*Set exercise*
Count the lines in the records below that contain the string "banner", matching case exactly, and reply with the number alone.

*Items*
^^^^^^^^
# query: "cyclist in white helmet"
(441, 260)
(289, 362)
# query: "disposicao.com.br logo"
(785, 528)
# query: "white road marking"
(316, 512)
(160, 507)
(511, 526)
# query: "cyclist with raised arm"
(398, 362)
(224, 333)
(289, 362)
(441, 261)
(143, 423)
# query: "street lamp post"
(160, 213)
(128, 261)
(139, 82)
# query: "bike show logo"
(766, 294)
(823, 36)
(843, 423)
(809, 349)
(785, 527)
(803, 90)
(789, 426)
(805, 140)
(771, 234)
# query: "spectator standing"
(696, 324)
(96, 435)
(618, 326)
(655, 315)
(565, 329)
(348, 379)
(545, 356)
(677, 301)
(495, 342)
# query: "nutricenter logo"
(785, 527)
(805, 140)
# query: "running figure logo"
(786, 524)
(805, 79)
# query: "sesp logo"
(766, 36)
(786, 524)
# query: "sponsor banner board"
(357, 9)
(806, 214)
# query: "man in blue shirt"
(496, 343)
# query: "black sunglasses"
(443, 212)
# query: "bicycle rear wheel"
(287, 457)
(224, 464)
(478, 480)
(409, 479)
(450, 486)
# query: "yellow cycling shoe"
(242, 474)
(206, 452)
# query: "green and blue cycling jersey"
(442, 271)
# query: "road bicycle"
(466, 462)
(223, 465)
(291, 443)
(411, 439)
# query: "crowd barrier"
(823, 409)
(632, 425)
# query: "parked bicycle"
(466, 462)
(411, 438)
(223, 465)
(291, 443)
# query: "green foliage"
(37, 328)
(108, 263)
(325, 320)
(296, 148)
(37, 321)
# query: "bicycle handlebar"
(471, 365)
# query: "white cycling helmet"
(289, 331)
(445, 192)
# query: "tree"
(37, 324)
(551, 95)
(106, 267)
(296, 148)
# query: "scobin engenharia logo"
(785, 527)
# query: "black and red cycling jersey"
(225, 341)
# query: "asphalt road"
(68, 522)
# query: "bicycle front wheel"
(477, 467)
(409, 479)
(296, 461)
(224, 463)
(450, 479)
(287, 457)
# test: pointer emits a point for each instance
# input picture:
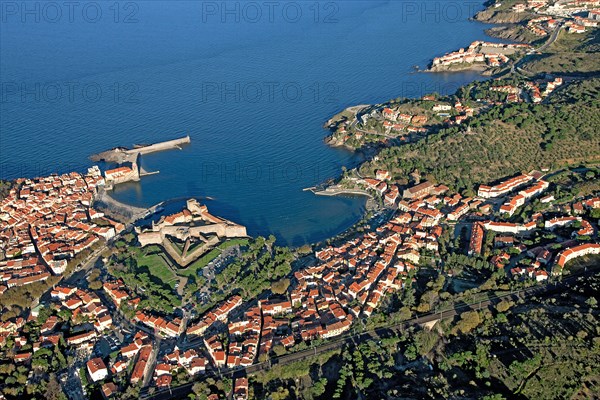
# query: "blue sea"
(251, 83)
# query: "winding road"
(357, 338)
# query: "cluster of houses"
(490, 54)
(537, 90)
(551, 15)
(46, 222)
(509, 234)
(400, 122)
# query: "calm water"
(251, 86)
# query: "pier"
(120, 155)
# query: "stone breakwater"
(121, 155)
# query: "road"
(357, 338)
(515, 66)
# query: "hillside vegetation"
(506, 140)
^^^^^^^^
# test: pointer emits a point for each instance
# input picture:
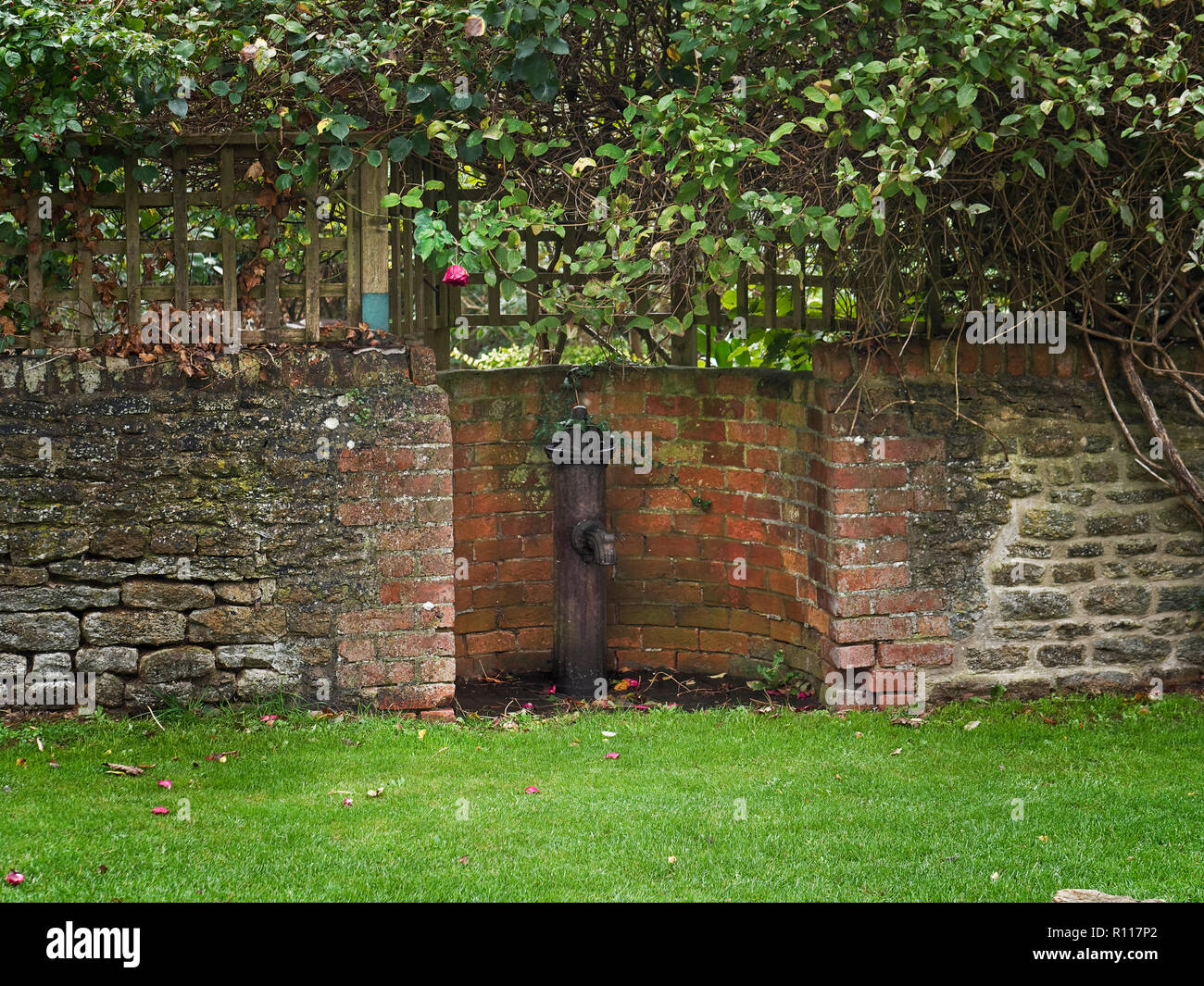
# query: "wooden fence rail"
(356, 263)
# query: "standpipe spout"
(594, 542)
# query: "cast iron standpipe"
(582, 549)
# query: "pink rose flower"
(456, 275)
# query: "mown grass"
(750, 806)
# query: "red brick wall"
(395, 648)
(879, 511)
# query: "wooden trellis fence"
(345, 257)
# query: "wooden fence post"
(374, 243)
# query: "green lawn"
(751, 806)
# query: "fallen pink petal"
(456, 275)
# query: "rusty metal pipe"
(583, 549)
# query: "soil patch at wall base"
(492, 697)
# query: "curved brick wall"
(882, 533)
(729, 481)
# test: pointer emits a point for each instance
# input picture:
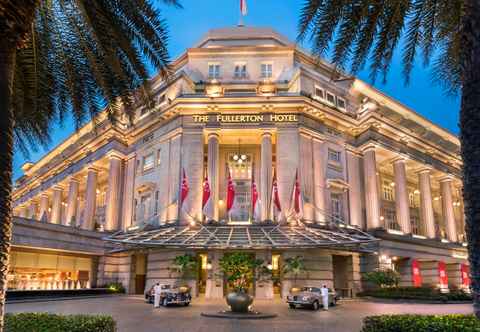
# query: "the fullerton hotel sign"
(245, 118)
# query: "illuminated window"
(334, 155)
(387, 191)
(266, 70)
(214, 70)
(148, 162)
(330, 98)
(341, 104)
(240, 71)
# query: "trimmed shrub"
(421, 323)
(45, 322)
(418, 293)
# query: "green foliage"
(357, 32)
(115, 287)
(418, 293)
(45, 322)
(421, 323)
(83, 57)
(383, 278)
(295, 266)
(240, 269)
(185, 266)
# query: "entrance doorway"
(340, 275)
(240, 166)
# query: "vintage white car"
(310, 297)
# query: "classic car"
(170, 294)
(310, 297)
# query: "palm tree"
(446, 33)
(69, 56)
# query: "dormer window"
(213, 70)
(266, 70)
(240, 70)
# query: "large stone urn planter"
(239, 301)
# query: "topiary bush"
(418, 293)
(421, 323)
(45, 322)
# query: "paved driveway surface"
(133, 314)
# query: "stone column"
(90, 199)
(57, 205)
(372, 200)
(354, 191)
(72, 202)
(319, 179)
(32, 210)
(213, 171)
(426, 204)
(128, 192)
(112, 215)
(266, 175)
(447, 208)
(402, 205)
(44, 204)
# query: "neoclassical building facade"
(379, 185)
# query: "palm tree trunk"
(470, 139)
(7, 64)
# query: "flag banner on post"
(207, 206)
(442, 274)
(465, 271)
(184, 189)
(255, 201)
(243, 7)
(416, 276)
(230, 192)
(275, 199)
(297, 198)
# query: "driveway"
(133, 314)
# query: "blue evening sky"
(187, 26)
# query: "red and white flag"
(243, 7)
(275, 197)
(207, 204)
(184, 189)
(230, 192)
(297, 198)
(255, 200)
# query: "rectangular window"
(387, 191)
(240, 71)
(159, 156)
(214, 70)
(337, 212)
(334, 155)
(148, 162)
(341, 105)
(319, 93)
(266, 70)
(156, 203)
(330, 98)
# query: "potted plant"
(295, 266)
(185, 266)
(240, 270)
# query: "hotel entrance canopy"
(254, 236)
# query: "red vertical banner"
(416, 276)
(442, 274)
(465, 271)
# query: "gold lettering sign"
^^^^^^^^
*Result*
3